- WORK TO COMPLETE
Give back the records below exactly, omitting the pictures.

- RECORD EXCERPTS

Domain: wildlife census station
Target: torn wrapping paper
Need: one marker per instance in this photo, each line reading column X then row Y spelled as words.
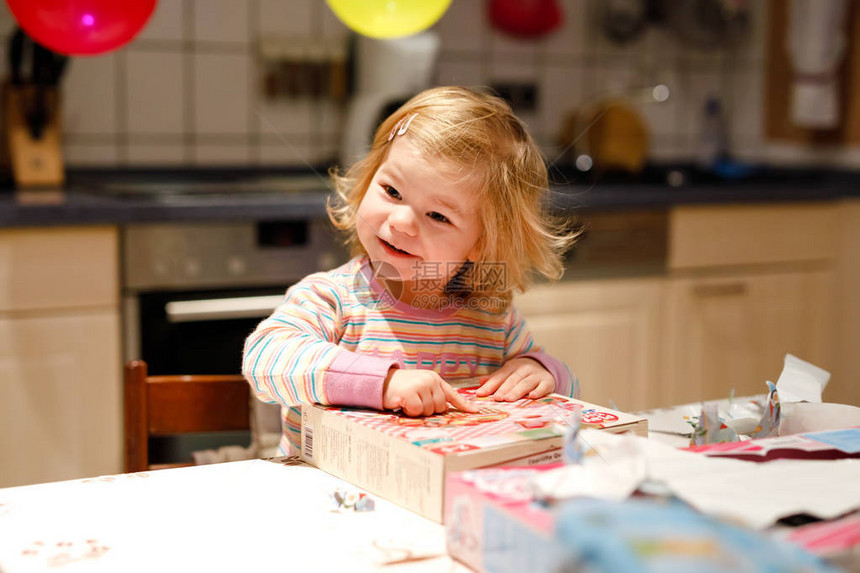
column 756, row 495
column 491, row 531
column 801, row 381
column 831, row 445
column 571, row 446
column 769, row 424
column 710, row 428
column 799, row 417
column 344, row 499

- COMPLETED EXERCISE
Domain: wildlife census station
Target: torn wrapping paper
Need: one marker per instance in this photo, each line reading column X then row Y spelled as words.
column 756, row 495
column 491, row 531
column 801, row 381
column 831, row 445
column 571, row 446
column 769, row 424
column 710, row 428
column 799, row 417
column 344, row 499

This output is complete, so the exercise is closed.